> _Directive_: Rewrite all the material below as a two-column CSV with the headers "input" and "output", one row for each item. Put each field in double quotes, turn line breaks into spaces, and leave out the pictures.

** Start **

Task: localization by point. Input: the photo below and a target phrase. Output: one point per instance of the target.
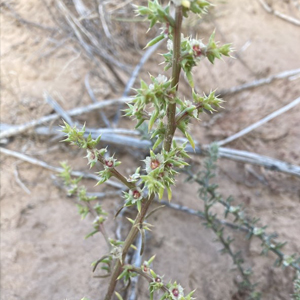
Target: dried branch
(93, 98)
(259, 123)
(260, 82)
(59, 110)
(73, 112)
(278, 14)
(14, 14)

** End **

> _Output of the exercise_:
input,output
"Task: localization by point. Input: the photo below and a target phrase. Output: one point per instance of the target. Target: dried branch","(93, 98) (259, 123) (260, 82) (59, 110) (73, 112) (278, 14) (14, 14)"